--- START Data to process ---

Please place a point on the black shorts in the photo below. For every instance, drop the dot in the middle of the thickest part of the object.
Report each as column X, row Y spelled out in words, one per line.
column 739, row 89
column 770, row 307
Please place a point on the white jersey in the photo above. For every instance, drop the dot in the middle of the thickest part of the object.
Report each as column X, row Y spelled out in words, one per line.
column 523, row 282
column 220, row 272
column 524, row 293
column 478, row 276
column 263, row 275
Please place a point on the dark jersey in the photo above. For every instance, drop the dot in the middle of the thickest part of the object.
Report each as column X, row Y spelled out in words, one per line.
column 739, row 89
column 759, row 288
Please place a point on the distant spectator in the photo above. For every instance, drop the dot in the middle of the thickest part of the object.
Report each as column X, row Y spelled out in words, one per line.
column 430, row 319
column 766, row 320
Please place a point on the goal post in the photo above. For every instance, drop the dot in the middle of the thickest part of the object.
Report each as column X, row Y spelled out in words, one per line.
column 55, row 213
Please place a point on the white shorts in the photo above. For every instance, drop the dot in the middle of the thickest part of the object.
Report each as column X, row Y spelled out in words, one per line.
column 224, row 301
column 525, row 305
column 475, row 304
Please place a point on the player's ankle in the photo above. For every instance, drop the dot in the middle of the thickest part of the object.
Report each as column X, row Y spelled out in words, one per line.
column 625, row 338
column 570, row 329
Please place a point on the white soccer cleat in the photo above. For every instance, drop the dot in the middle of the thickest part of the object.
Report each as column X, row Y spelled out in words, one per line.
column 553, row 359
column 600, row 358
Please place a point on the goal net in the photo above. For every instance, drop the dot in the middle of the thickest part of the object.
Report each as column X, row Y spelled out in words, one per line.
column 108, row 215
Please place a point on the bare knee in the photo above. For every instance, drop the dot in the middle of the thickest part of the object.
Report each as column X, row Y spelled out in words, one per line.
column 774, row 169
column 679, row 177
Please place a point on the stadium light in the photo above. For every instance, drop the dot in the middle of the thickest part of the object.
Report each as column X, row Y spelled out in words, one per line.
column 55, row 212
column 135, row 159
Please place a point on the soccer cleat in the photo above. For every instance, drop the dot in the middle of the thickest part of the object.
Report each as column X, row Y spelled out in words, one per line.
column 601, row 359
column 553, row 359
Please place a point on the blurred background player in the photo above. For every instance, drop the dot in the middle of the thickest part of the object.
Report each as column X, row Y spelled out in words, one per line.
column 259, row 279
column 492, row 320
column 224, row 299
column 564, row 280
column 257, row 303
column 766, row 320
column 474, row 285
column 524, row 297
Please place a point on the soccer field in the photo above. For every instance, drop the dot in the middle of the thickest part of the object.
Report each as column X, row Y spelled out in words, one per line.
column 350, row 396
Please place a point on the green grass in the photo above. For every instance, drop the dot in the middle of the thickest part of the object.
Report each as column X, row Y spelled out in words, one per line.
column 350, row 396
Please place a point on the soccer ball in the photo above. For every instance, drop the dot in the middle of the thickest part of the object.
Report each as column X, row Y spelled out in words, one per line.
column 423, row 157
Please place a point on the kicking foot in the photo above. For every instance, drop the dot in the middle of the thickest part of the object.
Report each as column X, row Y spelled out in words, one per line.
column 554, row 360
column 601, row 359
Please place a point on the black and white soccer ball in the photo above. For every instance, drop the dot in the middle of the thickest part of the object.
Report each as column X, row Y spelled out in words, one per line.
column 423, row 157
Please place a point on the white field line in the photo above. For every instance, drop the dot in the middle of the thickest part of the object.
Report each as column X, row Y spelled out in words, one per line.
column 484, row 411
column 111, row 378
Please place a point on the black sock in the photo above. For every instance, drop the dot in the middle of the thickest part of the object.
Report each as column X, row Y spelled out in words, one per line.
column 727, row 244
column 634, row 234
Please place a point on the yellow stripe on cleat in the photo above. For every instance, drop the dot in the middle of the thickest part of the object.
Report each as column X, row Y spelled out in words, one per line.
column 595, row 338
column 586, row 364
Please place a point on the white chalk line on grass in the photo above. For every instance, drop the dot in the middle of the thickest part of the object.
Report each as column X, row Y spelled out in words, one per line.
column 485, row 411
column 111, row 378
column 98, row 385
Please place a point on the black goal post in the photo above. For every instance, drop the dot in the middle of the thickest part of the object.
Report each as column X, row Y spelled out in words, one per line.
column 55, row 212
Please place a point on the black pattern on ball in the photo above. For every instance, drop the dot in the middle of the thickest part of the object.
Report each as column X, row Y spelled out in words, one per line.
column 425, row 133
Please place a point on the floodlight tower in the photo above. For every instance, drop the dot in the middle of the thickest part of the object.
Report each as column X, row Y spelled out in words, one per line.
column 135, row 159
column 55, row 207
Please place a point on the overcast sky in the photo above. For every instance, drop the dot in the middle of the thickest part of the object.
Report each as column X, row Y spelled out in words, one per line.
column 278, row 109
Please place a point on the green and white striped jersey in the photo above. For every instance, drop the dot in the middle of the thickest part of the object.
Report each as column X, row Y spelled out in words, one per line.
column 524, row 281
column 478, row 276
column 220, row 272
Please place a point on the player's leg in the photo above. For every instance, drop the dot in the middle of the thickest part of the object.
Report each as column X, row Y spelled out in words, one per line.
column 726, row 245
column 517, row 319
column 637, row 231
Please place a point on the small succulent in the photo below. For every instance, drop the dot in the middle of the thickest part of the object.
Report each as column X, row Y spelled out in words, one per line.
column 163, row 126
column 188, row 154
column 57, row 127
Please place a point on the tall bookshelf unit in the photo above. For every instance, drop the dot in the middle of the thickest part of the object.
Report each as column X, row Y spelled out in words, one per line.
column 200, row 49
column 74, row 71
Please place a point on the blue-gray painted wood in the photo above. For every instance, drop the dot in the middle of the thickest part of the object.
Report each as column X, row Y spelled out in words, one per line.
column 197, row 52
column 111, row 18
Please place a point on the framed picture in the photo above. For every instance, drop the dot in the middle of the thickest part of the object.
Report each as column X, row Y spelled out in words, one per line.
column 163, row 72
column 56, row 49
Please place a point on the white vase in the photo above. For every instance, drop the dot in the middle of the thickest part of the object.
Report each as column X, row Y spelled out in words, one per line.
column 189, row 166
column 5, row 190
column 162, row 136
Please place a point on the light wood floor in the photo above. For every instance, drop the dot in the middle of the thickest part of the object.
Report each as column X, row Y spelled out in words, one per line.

--- END Data to process ---

Goal:
Write out, word for word, everything from the start of the listing above down to the line containing "column 770, row 307", including both ends.

Solution to the problem:
Please place a point on the black shorts in the photo below. For every instance, drop the dot in the middle of the thickest part of the object.
Report each as column X, row Y spelled out in words, one per line.
column 739, row 89
column 770, row 307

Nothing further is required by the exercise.